### Given data
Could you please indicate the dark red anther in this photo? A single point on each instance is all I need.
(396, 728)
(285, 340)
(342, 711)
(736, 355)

...

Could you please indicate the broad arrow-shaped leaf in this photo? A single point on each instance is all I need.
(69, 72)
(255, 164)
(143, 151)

--

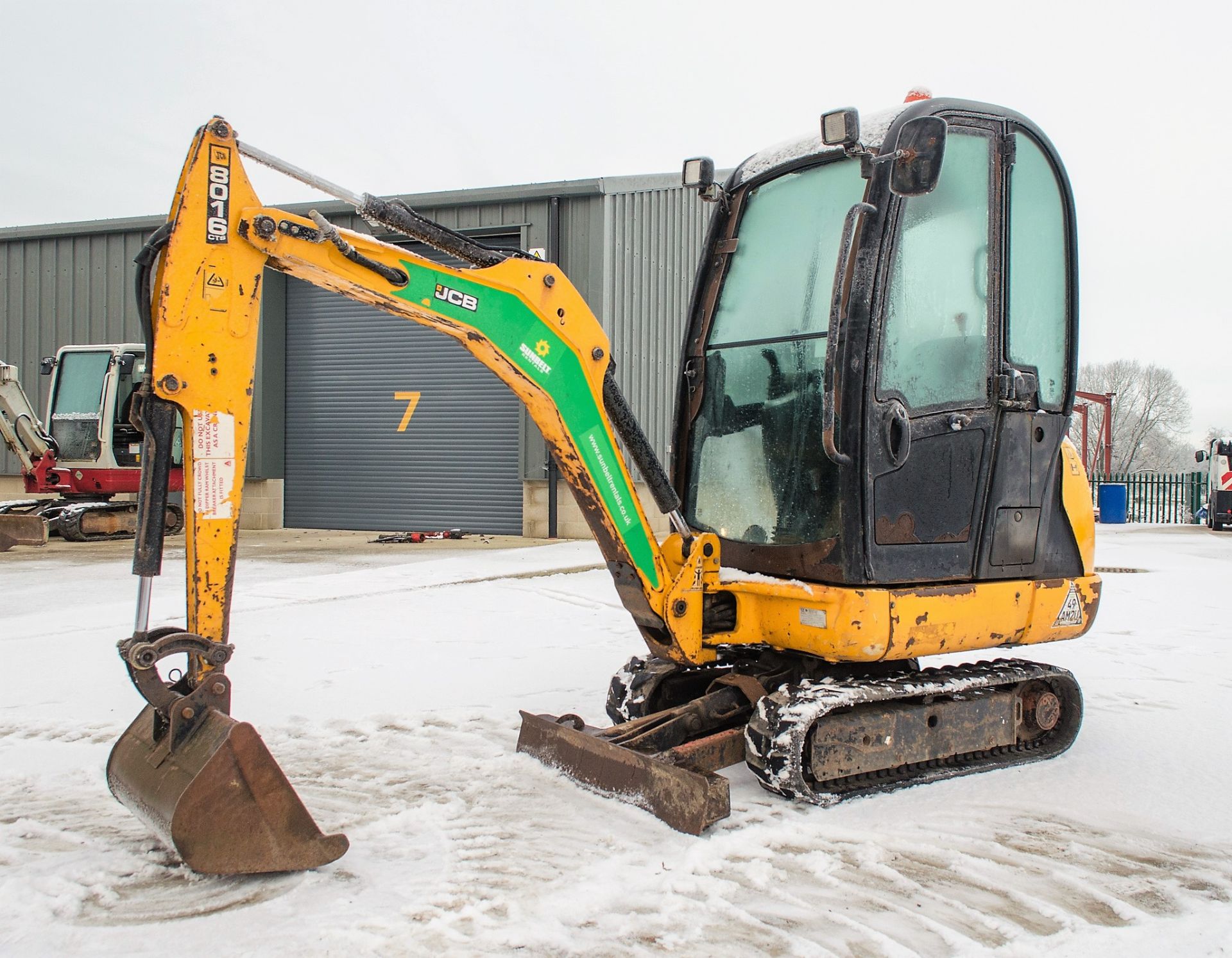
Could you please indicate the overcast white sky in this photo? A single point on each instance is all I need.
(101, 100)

### Exercise goal
Count the lines in the material above that contain the word "need", and reply with the number alone.

### Solution to this problem
3